Stored records:
·····

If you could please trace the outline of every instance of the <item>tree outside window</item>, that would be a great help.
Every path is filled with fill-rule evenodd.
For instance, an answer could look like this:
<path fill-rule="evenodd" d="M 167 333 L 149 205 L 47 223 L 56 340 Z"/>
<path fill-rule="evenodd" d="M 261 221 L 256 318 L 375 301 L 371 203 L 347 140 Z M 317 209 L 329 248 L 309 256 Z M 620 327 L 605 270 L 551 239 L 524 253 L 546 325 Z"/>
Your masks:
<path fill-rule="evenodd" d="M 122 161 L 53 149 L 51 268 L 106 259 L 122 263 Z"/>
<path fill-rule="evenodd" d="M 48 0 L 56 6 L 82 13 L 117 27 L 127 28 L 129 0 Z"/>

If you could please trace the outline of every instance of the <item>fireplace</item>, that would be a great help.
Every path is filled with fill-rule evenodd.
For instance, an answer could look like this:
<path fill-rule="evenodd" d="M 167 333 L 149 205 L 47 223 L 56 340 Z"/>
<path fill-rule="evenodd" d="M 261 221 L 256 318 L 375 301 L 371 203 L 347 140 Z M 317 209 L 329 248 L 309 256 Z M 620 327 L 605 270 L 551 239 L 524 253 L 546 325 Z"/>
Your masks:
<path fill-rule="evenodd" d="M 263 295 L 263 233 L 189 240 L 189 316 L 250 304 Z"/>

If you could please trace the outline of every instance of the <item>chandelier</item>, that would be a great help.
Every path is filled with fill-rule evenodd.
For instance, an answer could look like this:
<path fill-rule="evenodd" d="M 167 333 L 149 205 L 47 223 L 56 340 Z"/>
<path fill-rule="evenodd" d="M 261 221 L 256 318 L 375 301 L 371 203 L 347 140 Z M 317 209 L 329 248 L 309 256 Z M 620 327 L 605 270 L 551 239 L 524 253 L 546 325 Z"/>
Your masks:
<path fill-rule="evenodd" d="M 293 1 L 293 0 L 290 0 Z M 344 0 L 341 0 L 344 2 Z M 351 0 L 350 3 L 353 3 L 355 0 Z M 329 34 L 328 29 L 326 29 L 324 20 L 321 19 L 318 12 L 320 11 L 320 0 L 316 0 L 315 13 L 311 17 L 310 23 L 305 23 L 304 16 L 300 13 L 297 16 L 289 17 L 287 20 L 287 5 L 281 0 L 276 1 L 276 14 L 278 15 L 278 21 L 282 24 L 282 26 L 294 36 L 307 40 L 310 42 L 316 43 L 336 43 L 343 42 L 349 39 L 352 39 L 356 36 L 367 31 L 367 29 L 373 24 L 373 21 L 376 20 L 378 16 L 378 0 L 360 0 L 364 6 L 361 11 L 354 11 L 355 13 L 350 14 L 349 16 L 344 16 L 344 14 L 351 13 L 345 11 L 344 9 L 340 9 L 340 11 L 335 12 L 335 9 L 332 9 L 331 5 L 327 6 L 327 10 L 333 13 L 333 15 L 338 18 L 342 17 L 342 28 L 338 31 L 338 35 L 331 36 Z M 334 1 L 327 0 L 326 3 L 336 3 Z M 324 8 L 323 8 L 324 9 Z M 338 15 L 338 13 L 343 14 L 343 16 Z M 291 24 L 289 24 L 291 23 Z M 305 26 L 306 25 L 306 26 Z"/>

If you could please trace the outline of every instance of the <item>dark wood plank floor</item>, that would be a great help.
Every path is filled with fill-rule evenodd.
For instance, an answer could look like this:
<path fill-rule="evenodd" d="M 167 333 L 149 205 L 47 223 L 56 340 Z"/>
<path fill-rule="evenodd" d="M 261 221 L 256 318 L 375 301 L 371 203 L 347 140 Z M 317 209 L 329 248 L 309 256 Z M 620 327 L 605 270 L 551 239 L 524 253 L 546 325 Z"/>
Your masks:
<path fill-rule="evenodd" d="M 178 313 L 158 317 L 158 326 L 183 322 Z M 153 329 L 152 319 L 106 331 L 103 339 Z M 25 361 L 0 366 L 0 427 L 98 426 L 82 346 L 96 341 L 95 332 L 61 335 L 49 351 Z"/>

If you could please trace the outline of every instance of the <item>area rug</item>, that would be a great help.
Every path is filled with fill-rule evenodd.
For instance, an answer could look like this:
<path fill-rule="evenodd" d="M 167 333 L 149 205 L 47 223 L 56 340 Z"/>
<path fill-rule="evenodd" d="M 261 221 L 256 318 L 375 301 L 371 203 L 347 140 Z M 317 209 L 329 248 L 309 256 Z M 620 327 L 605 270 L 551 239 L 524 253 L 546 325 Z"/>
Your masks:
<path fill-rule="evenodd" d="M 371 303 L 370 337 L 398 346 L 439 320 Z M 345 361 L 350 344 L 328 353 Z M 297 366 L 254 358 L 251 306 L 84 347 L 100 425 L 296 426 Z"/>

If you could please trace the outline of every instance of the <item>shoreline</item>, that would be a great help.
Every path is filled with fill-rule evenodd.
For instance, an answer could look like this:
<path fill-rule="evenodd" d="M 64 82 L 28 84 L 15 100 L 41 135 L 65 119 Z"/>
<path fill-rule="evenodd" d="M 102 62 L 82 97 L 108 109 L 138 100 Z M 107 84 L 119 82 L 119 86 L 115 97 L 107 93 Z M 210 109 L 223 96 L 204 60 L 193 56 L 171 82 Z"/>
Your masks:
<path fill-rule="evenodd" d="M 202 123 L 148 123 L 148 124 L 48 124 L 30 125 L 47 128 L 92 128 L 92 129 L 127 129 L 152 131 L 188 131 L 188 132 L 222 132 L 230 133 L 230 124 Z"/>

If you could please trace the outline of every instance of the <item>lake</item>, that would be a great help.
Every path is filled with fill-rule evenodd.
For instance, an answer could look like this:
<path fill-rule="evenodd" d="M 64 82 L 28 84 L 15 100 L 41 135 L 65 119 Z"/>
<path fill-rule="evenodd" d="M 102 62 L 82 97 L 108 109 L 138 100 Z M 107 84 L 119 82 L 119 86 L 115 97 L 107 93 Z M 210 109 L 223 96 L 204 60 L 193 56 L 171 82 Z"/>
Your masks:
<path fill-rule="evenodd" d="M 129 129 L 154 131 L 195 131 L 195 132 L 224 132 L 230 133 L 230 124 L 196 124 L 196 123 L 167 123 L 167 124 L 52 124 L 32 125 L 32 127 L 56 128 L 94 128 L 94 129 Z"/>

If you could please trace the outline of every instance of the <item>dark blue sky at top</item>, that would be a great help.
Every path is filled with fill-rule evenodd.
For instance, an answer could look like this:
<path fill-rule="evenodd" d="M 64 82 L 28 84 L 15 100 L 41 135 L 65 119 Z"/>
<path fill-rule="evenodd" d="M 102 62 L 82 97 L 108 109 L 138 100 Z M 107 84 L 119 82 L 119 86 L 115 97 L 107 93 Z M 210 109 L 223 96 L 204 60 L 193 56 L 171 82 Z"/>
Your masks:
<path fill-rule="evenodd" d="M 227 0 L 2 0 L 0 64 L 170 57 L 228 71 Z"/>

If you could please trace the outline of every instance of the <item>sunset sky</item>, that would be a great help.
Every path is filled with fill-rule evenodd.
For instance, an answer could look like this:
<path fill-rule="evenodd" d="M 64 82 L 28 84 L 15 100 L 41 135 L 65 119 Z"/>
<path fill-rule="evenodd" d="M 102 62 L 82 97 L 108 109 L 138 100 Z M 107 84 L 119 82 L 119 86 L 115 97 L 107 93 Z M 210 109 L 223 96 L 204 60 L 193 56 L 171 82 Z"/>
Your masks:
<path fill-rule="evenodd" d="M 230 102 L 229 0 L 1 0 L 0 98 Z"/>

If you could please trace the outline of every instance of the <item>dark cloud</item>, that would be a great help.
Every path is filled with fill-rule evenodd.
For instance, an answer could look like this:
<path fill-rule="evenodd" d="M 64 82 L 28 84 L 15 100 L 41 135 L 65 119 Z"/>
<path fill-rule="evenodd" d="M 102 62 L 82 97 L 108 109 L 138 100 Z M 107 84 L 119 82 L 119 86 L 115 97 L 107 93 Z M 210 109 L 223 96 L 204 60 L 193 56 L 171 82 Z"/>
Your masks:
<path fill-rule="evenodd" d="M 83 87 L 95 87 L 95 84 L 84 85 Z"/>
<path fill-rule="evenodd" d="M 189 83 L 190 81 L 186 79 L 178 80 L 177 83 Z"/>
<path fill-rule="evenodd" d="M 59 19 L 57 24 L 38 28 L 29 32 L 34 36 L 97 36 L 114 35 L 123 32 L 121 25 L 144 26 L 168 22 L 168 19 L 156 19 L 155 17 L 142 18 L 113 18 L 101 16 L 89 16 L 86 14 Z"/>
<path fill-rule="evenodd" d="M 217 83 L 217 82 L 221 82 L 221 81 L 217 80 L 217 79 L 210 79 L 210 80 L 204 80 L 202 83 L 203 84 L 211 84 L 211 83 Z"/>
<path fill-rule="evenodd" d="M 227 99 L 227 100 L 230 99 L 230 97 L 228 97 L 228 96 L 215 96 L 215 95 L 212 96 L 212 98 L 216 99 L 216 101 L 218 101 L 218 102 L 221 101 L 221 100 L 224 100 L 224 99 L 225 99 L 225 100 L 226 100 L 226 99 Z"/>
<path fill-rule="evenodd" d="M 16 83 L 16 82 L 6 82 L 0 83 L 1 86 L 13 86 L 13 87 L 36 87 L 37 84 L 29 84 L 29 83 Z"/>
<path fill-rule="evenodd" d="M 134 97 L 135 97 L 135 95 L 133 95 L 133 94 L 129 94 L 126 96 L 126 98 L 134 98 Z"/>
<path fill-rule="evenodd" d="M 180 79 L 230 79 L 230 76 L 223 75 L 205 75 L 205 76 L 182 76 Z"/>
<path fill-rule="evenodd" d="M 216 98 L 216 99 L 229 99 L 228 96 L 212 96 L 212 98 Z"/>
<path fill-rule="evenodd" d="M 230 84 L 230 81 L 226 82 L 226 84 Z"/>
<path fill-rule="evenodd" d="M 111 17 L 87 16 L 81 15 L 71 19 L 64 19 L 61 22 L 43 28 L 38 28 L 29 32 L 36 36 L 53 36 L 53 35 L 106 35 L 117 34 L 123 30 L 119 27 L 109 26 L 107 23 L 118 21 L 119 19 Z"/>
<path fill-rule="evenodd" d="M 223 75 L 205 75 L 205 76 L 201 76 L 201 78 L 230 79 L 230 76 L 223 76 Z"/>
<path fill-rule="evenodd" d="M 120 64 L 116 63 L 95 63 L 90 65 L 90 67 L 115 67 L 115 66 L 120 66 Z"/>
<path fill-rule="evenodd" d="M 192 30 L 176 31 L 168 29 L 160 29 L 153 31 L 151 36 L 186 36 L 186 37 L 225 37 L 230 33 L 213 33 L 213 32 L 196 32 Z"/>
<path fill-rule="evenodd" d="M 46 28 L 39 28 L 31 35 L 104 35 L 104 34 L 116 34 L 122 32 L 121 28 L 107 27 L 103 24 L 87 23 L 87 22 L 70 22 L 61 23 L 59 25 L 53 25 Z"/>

·····

Exercise: Copy each line from the entries above that has the word "item" in it.

Expected output:
If you could please trace the outline of every instance of the <item>tree outside window</item>, that would be a great help.
If you could please trace the outline of every instance of the <item>fireplace</item>, that would be a great help.
If you could please trace the outline of every instance of the <item>chandelier</item>, that would be a great help.
If you could please trace the outline of every instance of the <item>dark wood plank floor</item>, that would be a great help.
If you could please trace the outline of every instance of the <item>area rug</item>, that would be a great help.
If you could please trace the outline of every instance of the <item>shoreline</item>, that would be a great help.
If you could please trace the outline of every instance of the <item>lake</item>, that would be a great help.
If you could please trace the outline of every instance of the <item>dark blue sky at top</item>, that would be a great help.
If you could please trace the outline of every instance of the <item>sunset sky</item>, that would be a great help.
If you could please trace the outline of every instance of the <item>dark cloud</item>, that would be a great help.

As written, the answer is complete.